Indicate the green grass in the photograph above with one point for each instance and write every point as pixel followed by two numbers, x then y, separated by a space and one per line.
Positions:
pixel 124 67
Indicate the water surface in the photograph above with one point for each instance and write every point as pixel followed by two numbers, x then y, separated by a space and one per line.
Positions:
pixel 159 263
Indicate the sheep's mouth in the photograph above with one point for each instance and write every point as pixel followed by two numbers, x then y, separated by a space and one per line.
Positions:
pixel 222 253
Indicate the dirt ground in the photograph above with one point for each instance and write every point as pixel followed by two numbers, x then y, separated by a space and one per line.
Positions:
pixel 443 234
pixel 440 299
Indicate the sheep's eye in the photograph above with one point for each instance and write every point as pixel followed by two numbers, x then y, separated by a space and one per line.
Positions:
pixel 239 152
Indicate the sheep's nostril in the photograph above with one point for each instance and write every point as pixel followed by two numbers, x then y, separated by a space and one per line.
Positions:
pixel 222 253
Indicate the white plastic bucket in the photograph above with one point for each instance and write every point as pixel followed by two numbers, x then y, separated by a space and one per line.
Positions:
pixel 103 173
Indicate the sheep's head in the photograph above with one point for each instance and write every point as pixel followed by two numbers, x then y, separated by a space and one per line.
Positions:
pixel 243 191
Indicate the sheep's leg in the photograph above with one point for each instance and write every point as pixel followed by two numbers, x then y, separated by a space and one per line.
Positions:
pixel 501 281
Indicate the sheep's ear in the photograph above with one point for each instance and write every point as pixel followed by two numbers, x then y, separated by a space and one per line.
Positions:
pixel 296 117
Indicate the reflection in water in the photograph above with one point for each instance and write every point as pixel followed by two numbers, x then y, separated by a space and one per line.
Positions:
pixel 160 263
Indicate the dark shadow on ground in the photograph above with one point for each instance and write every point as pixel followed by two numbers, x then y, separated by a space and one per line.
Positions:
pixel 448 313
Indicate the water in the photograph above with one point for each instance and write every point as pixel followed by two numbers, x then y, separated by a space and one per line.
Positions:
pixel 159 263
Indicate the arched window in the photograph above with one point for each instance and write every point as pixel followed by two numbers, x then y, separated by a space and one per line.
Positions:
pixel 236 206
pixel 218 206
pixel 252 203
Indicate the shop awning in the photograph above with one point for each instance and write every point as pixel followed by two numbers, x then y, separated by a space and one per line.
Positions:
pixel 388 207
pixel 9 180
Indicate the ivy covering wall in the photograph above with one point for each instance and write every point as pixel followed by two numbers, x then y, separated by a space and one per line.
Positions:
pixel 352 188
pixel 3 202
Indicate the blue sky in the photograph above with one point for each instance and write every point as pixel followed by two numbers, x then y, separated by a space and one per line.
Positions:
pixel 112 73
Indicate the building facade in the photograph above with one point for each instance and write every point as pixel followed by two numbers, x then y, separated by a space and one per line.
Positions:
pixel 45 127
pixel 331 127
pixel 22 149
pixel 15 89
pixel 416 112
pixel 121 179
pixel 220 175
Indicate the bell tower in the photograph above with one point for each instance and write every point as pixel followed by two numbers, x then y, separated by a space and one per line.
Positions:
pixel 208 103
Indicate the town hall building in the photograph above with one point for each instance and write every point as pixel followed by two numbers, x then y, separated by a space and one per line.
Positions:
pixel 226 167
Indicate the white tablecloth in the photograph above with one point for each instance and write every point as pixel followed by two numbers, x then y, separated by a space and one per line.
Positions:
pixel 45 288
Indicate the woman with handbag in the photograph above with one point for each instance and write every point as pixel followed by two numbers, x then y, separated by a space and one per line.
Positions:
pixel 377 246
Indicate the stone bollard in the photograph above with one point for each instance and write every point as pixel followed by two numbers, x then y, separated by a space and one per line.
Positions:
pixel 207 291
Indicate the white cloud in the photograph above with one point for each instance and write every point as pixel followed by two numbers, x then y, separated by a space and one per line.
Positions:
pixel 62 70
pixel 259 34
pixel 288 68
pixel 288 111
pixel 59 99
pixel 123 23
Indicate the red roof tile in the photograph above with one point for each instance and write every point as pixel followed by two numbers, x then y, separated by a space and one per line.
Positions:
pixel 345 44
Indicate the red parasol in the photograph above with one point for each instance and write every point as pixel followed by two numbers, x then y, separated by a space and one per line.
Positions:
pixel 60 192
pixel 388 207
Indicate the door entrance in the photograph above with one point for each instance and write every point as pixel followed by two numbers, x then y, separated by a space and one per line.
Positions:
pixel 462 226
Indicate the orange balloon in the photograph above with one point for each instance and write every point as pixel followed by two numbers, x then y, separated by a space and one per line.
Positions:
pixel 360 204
┄┄┄┄┄┄
Written request: Reproduce word for word the lines above, starting at the line with "Indicate the woman" and ending with the line with "pixel 462 226", both included.

Solution to the problem:
Indicate the woman with handbag in the photograph above with one point for each instance and write every point as pixel followed by two numbers, x then y, separated by a space and one per line.
Positions:
pixel 377 246
Indicate the stone bollard in the photograph above with one point for each instance and write every point as pixel followed by two numbers, x then y, separated by a space and one per line.
Positions:
pixel 207 291
Indicate the white cloud in the photograph above with one point for each instance and write every point as pixel followed by two numbers, x then y, separated by a space and one per line.
Positions:
pixel 62 70
pixel 259 34
pixel 288 68
pixel 288 111
pixel 59 99
pixel 123 23
Indicate the red roof tile in the photograph above with one point for each instance and write every point as pixel followed by two numbers, x then y, separated by a space and one per line.
Positions:
pixel 345 44
Indicate the red parasol in the photograph above with one point for each instance and write every point as pixel followed by two numbers, x then y, separated by a space and one per line.
Positions:
pixel 60 192
pixel 388 207
Indicate the door entrance in the photograph above with one point for each instance and write every point as pixel followed by two numbers, x then y, separated by a space and one per line.
Positions:
pixel 462 226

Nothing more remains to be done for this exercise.